-- Begin Text section --

The Weekly Teaching Note

From the Cal Poly Pomona Faculty Center for Professional Development

Digital Storytelling

Posted by weeklyteachingnote on February 10, 2009

Looking for an alternative to the 8-10 page research paper? In digital storytelling, students interact with course material through the media of narrative, still pictures, and music.  There’s no shortage of writing in this assignment, but added to that is group collaboration, creativity, practice with fairly common software (iMovie or Moviemaker), and—thanks to YouTube—a great opportunity to “publish” student work.  The Center for Digital Storytelling ( can provide more information and some examples, but they have broken down the process into 10 steps for students to follow.  Add Step 11, a written reflection, to increase the amount of writing in the project.

-- End Text section --
-- Begin Data supplied --

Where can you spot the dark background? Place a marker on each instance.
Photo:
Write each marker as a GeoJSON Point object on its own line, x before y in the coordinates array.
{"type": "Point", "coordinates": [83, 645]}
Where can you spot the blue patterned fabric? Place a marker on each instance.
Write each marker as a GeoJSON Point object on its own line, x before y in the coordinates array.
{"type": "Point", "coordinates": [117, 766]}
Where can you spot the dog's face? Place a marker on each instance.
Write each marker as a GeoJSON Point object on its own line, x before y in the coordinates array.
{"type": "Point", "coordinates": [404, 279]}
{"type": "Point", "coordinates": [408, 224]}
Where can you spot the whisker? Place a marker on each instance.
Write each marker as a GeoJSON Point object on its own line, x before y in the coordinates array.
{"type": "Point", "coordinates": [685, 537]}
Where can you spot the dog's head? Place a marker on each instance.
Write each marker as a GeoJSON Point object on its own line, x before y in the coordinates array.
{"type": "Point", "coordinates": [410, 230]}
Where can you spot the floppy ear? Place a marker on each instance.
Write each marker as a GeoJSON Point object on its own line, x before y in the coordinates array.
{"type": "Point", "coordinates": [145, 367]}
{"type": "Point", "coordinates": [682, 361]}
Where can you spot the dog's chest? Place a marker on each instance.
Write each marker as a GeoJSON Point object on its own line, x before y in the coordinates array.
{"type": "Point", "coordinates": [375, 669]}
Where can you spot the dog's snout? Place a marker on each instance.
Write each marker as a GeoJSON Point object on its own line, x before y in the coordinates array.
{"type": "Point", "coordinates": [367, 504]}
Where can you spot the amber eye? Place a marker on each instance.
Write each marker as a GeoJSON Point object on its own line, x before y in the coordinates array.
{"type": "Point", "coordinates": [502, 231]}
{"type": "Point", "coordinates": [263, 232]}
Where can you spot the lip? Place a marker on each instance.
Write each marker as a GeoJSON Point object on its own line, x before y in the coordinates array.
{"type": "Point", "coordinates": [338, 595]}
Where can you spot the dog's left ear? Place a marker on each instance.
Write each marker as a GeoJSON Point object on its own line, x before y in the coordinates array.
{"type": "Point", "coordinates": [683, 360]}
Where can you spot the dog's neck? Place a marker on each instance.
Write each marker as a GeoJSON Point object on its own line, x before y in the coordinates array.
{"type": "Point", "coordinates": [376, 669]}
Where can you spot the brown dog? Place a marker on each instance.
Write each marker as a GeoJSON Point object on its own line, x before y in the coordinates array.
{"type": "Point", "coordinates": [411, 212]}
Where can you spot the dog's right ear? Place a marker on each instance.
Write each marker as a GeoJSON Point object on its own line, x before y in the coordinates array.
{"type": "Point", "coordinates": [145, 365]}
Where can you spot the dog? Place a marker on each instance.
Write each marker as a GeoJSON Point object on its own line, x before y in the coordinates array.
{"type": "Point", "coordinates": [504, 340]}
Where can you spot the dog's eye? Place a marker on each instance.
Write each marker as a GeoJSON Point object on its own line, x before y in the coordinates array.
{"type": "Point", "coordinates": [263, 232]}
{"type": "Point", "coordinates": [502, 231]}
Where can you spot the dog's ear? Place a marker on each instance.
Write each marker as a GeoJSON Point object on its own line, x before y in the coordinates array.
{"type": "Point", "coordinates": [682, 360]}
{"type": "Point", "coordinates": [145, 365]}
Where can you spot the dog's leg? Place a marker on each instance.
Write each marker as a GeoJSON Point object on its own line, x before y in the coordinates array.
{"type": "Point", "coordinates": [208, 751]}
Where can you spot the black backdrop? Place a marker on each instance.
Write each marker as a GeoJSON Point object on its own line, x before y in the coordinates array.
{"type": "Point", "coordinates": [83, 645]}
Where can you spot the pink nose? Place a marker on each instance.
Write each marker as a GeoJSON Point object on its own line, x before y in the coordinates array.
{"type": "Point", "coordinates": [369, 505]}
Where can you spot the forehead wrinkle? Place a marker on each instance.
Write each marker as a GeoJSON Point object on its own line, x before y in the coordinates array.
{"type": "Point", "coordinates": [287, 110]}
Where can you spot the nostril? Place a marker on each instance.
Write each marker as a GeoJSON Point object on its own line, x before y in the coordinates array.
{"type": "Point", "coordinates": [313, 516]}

-- End Data supplied --
-- Begin Data supplied --

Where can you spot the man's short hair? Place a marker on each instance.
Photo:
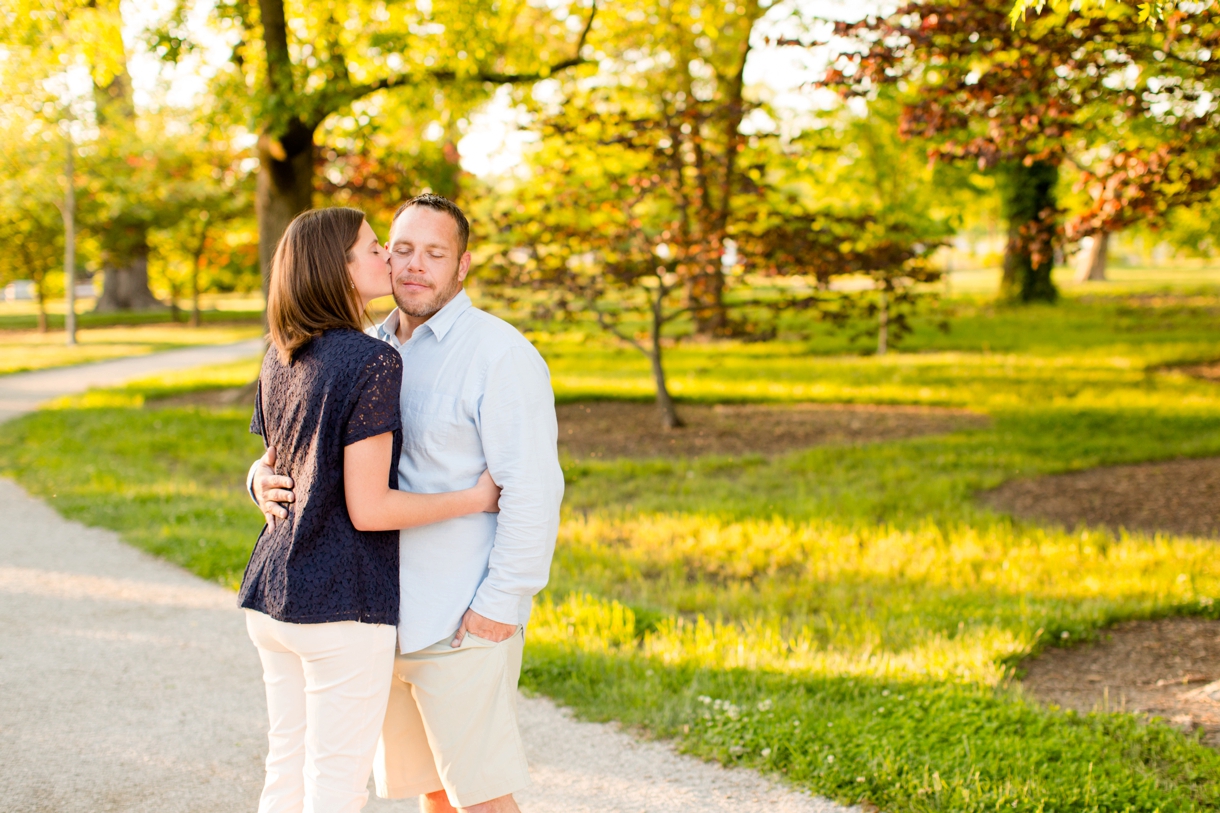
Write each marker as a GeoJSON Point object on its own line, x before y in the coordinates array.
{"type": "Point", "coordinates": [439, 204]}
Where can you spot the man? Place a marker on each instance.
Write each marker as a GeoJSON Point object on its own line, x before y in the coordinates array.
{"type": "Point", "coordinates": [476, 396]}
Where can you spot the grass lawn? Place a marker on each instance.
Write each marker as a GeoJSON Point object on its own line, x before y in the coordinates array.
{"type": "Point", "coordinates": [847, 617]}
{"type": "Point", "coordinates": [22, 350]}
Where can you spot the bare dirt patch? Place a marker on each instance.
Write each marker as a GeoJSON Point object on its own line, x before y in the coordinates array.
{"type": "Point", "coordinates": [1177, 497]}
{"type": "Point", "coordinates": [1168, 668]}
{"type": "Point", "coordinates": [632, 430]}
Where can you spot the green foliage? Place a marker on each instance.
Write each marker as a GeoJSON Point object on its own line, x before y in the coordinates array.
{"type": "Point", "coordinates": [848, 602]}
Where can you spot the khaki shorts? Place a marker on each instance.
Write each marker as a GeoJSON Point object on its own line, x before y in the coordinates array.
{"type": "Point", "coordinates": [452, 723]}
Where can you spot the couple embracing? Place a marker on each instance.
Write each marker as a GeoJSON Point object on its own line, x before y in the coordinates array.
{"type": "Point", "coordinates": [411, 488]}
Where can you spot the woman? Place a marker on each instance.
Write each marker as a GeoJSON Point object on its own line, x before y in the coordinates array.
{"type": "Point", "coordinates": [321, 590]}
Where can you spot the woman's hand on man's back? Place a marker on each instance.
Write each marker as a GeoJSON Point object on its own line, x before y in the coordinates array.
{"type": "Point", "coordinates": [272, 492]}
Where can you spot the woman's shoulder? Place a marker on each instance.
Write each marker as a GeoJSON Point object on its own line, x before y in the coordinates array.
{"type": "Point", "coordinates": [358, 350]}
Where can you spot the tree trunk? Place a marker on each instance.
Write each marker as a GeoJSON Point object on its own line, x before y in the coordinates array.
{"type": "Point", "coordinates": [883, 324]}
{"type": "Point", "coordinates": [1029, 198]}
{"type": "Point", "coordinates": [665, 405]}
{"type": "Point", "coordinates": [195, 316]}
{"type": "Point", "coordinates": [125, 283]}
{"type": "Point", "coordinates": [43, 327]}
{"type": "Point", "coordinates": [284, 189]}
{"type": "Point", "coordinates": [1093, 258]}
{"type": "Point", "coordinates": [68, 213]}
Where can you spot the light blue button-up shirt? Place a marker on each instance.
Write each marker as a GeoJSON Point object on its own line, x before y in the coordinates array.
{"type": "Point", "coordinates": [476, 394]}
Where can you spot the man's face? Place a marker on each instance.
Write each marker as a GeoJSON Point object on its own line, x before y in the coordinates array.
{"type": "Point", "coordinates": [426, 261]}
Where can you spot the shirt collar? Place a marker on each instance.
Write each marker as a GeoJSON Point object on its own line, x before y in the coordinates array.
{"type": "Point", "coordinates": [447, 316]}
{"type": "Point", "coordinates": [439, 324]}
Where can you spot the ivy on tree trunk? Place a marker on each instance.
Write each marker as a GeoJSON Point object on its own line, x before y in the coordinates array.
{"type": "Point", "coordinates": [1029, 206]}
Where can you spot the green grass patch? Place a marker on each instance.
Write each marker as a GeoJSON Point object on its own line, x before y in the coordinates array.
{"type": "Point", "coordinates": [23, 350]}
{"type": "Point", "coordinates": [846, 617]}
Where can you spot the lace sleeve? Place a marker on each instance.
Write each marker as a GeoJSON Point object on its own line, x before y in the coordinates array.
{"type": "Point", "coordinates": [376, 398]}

-- End Data supplied --

■ Exercise details:
From the digital storytelling note, extract the passage from "The Weekly Teaching" up to and including "in the project.". The items have no connection to the digital storytelling note.

■ Correct response:
The Weekly Teaching Note

From the Cal Poly Pomona Faculty Center for Professional Development

Digital Storytelling

Posted by weeklyteachingnote on February 10, 2009

Looking for an alternative to the 8-10 page research paper? In digital storytelling, students interact with course material through the media of narrative, still pictures, and music.  There’s no shortage of writing in this assignment, but added to that is group collaboration, creativity, practice with fairly common software (iMovie or Moviemaker), and—thanks to YouTube—a great opportunity to “publish” student work.  The Center for Digital Storytelling ( can provide more information and some examples, but they have broken down the process into 10 steps for students to follow.  Add Step 11, a written reflection, to increase the amount of writing in the project.